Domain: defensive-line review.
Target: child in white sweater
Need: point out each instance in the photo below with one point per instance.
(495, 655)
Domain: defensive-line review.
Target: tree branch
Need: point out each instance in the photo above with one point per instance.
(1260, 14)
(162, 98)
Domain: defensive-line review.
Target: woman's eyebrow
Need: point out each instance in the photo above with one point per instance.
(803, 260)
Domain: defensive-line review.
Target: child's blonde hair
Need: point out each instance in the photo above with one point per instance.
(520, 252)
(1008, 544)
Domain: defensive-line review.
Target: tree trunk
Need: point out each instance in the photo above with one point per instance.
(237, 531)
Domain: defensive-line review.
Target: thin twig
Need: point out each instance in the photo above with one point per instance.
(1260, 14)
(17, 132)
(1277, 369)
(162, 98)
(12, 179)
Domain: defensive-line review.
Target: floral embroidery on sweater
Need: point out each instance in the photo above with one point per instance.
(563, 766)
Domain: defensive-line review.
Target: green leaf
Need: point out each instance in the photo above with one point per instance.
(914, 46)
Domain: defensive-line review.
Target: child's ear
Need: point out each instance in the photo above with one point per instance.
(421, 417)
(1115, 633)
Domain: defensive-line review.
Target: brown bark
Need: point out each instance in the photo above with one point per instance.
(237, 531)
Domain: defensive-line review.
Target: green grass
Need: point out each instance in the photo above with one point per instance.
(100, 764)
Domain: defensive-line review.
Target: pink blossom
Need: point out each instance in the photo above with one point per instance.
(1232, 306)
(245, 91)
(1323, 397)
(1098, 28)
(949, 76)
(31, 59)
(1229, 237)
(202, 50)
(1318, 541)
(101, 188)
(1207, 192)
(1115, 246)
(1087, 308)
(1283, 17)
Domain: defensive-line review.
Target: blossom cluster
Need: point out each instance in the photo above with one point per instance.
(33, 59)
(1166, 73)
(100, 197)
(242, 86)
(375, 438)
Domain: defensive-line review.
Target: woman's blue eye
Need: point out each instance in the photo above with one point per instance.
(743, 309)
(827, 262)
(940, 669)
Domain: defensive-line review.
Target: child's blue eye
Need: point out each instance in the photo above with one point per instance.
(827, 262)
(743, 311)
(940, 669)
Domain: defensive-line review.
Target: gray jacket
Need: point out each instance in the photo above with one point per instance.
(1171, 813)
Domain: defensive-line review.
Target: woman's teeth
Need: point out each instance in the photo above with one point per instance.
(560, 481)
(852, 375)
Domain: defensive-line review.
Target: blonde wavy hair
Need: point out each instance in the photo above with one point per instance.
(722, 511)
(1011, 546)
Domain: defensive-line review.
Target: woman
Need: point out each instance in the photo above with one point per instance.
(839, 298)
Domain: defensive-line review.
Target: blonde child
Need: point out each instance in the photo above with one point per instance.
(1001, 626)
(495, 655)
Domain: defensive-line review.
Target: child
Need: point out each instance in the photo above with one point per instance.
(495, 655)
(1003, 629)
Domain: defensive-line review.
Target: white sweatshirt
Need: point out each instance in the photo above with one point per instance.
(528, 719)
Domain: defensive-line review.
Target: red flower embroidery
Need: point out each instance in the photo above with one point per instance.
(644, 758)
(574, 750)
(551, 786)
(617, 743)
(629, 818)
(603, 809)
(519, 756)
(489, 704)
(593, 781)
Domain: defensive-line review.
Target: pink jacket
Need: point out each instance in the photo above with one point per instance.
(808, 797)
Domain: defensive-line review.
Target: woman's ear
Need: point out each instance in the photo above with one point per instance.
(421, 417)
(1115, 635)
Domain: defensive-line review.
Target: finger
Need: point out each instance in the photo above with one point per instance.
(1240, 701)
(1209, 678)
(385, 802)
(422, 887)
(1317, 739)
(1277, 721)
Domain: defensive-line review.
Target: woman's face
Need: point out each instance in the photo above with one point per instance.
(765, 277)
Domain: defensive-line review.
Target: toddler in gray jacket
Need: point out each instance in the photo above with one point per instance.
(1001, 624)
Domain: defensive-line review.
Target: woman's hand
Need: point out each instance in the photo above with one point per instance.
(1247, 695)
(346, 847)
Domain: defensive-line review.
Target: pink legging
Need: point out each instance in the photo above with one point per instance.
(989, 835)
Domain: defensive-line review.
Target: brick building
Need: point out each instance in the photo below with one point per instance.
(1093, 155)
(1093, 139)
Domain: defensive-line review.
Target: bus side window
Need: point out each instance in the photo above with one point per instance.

- **Aim**
Set down all of the records shown above once more, exactly.

- **Answer for this exercise**
Domain: defensive-line review.
Target: child in white sweater
Need: point out each instance in the photo below with one point per instance.
(495, 655)
Domain: defensive-line review.
Target: tree branch
Need: point out each instance in the photo above with one point per instance.
(1260, 14)
(162, 98)
Domain: defensive-line review.
Target: woman's eyebrow
Need: point out each instance in the photo above with one point per instance.
(803, 260)
Domain: defensive-line review.
Target: child's blonde hair
Need: point out each instance in the photo above with one point per instance.
(520, 252)
(1008, 544)
Domain: defensive-line review.
Target: tree trunk
Need: point out each instance in the photo above with one point per instance.
(237, 531)
Domain: defensive-line review.
Target: thin twig
Need: point out each instance in the photo above with one point per instance.
(1260, 14)
(17, 132)
(1277, 369)
(162, 98)
(12, 179)
Domain: defensive-line review.
Target: floral embroidery on sweater
Need: point out each instance in the photo above with one point per instance.
(563, 766)
Domain: defensive-line review.
Target: green leaf
Need: point out each instance in the photo above with one point per instance.
(914, 46)
Domain: defensive-line review.
Target: child's ear
Need: point out each instance in the photo above with one point per instance.
(421, 417)
(1115, 633)
Domain: defensive-line review.
Target: brown bark
Need: point out each instance in the photo above with one point per instance.
(237, 531)
Domain: defensive-line review.
Target: green grass
Need: point out each instance in the photo above with one point per instance.
(100, 764)
Domain: defensive-line review.
Target: pink blossom
Need: point out each instance in the photo above with one point per instance.
(1232, 306)
(245, 91)
(1323, 397)
(1098, 28)
(949, 76)
(31, 59)
(1229, 237)
(202, 50)
(1318, 541)
(101, 188)
(1207, 192)
(1115, 246)
(1087, 308)
(1283, 17)
Domain: defensive-line review.
Target: blossom cluster
Need: point out each instance in the photo above with one point per instance.
(33, 59)
(1166, 73)
(100, 197)
(242, 86)
(375, 438)
Domain: defensive-line review.
Target: woman's blue eye
Need: point out each instance in the photo above with one point per instance.
(743, 309)
(827, 262)
(940, 669)
Domain: defensive-line review.
Target: child's blue eye
Need: point out each instance in the photo above with one point per instance.
(827, 262)
(743, 311)
(940, 669)
Domain: defensive-line review.
Target: gray jacket
Need: point out each instance in the photo above with one point per instance.
(1171, 813)
Domain: defensive-line review.
Target: woman's teeth
Need: point out each instance in the photo above with one point per instance.
(560, 481)
(852, 375)
Domain: defensive-line review.
Target: blonde wavy hair
Need: point out each instance in the photo above with one point per instance.
(722, 511)
(1011, 546)
Domain: defensive-line review.
Target: woman
Need: point out each instance in the photo above with one point per instance.
(839, 298)
Domain: defensive-line review.
Target: blonde child
Need: point out each instance in the photo above with one point per instance.
(1001, 626)
(495, 655)
Domain: defensive-line review.
Target: child
Need: point out each instance in the photo above with one point per instance.
(495, 655)
(1003, 629)
Domain: defensive-line review.
Target: white sweatshirt
Need: point out each instance in the photo above with one point per instance.
(528, 719)
Domain: defensive-line review.
Target: red flower embroidery
Need: point out each instance in the photo above with one point per instance.
(644, 758)
(574, 750)
(551, 786)
(617, 743)
(629, 818)
(603, 809)
(519, 756)
(489, 704)
(593, 781)
Domain: defensive-line review.
Target: pink jacket
Need: point out each instance in the photo above with one point per instance.
(808, 797)
Domain: defensive-line review.
Target: woman's ear
Need: point out each instance in the photo above with one point per instance.
(421, 417)
(1115, 635)
Domain: defensive-line review.
Target: finger
Need: point out each instance in the photo above with one point per instance.
(1240, 701)
(1209, 678)
(385, 802)
(422, 887)
(1317, 739)
(1277, 721)
Domain: defensive-line review.
Target: woman's face
Need: point out each instance in the photo above with one point per instance.
(765, 277)
Domain: defensive-line review.
Target: toddler in gray jacket
Need: point out each instance in the photo above with one point per instance.
(1001, 624)
Domain: defensive-line review.
Target: woman's hand
Need: point out each instance in the photo above with one point per instance.
(1247, 695)
(346, 847)
Domain: defensive-line review.
Target: pink legging
Need: point out each instance in the photo above with one point per instance.
(989, 835)
Domain: defensive-line review.
Target: brick building
Need: point out each instance in the photo below with one point per instance.
(1093, 155)
(1093, 139)
Domain: defensive-line review.
Target: bus side window
Need: point out each instance in the photo above with one point per instance.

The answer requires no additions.